Exercise objective - Retype the stretch from the line containing "Pick out the black clutch" through the end of the records, both ends included. Omit the pictures from your answer.

(Point labeling records)
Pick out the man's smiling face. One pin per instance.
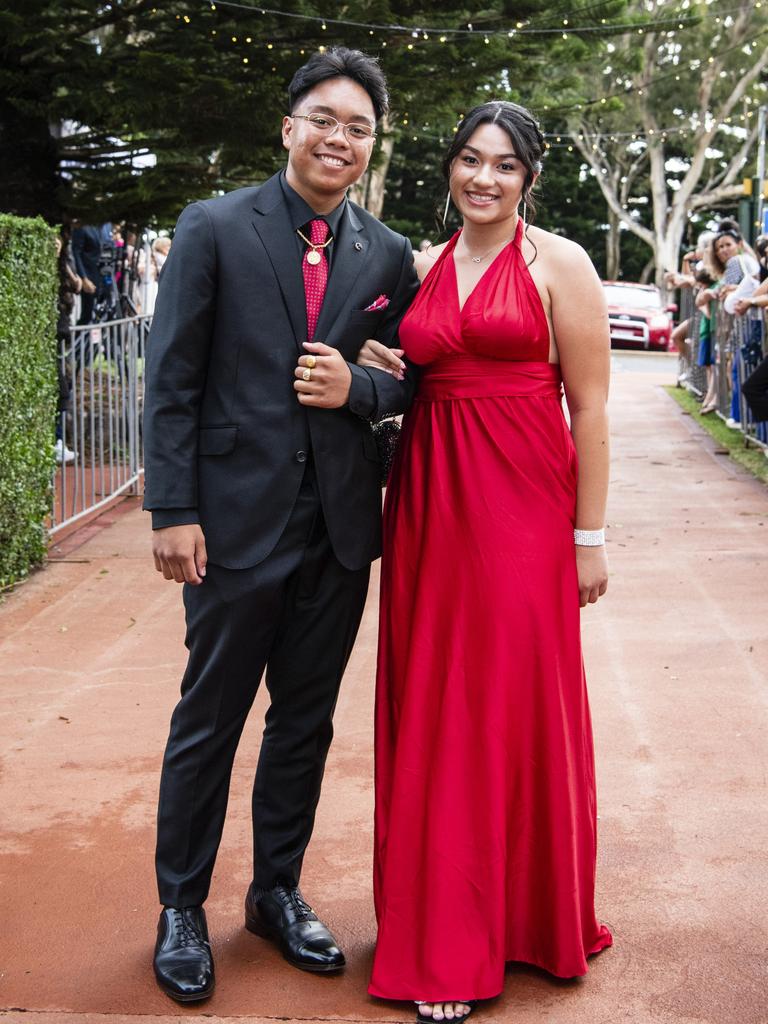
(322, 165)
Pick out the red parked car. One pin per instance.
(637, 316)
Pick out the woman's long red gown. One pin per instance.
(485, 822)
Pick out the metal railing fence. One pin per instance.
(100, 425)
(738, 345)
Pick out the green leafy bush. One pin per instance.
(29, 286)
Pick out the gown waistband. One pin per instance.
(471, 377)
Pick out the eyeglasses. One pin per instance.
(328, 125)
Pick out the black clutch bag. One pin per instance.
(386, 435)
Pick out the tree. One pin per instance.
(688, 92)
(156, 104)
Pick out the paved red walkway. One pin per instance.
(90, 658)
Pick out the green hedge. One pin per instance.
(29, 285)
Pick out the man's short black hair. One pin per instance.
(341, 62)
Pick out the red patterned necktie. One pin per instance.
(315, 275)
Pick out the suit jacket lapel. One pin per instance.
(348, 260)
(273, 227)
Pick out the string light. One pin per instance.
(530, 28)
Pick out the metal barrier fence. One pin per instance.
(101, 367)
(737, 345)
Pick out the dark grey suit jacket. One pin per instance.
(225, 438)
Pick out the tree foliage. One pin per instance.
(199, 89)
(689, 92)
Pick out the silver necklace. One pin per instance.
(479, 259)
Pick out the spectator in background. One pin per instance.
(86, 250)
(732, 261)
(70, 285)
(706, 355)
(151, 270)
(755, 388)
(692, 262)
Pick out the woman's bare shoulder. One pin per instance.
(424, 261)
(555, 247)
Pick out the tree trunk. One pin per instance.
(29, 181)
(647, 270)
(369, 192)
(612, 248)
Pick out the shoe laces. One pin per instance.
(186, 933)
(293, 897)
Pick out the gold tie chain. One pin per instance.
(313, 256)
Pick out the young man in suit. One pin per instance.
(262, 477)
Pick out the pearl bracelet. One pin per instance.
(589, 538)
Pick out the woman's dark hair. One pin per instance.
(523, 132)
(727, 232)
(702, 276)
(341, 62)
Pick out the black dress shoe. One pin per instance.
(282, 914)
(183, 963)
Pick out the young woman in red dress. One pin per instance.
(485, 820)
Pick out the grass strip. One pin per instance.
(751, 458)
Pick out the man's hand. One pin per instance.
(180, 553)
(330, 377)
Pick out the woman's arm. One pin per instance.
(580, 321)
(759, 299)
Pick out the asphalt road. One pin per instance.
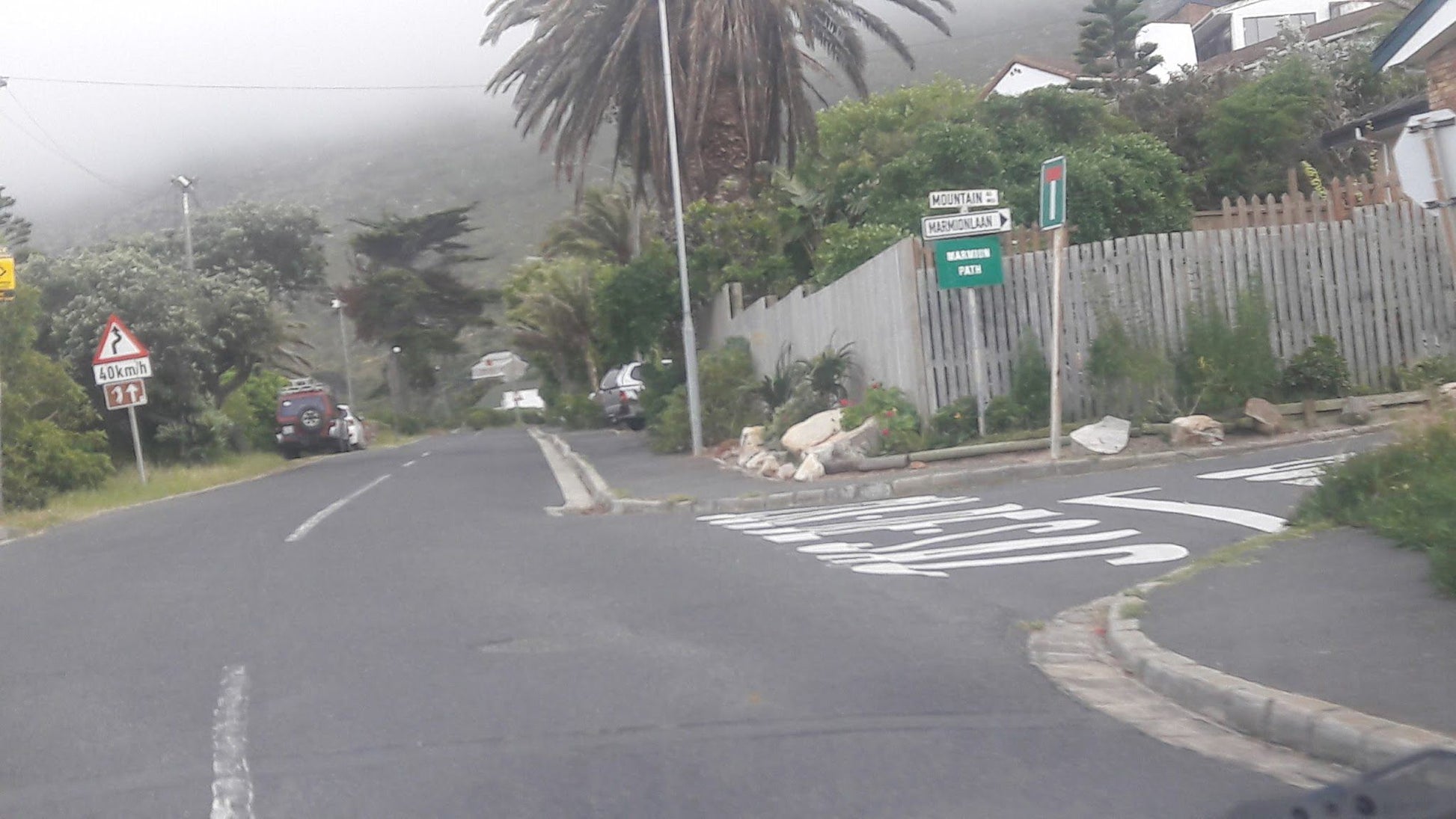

Task answer -
Pick out the black clutch bag. One pin per instance.
(386, 435)
Pick out the tree. One pin per instance.
(688, 92)
(156, 104)
Pick out the paved red walkway. One pin per instance.
(90, 658)
Pick out the green hedge. One pin per instance.
(29, 285)
Pick out the man's short black hair. One pin per instance.
(341, 62)
Pick out the red patterned necktie. One pin per instance.
(315, 275)
Pick out the suit jacket lapel. One pin per instance.
(348, 260)
(273, 227)
Pick out the string light. One pin per instance.
(530, 28)
Pick out the metal barrier fence. One pin per instance.
(101, 367)
(737, 345)
Pick out the dark grey suit jacket. One pin per instance.
(225, 438)
Pick out the tree foliage. One pin per instance.
(199, 89)
(689, 92)
Pick out the silver necklace. One pin per instance.
(479, 259)
Pick out the spectator in background. One pin per instance.
(86, 250)
(732, 261)
(70, 285)
(706, 355)
(151, 270)
(755, 388)
(692, 262)
Pick out the woman's bare shoulder. One pin per instance.
(424, 261)
(555, 247)
Pick out the tree trunk. One pin per instance.
(29, 181)
(647, 270)
(369, 192)
(612, 248)
Pick out the shoe laces. One pin per instance.
(186, 933)
(293, 897)
Pick out the gold tie chain. One pin per instance.
(313, 256)
Pick out the young man in suit. One pin per instance.
(262, 477)
Pick out the pearl bracelet. One pin per instance.
(589, 538)
Pick out the woman's dark hair. One pin per instance.
(523, 132)
(727, 232)
(702, 276)
(341, 62)
Pick out the black dress shoe. One pin per instance.
(282, 914)
(183, 963)
Pick out the young woman in red dress. One pin per instance.
(485, 820)
Pick out the grass strip. One pin per instance.
(751, 458)
Pick out the man's hand. One pin per instance.
(180, 553)
(330, 377)
Pick out the woman's arm. One pin per instance.
(580, 321)
(759, 299)
Pick out the asphalt road. One pin per instance.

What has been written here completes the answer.